> _Task item_
Which lines below include the string "Target"? Please show each one.

> _Supplied entries_
[Start of section]
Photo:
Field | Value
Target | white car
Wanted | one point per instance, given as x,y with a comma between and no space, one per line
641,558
[End of section]
[Start of section]
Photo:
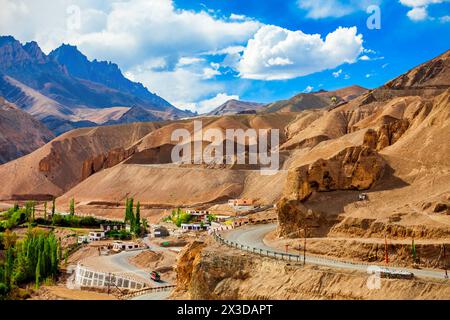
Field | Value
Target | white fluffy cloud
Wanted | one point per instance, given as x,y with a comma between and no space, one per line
[End of section]
> _Reply to the exercise_
Target | white car
Target | white fluffy cloud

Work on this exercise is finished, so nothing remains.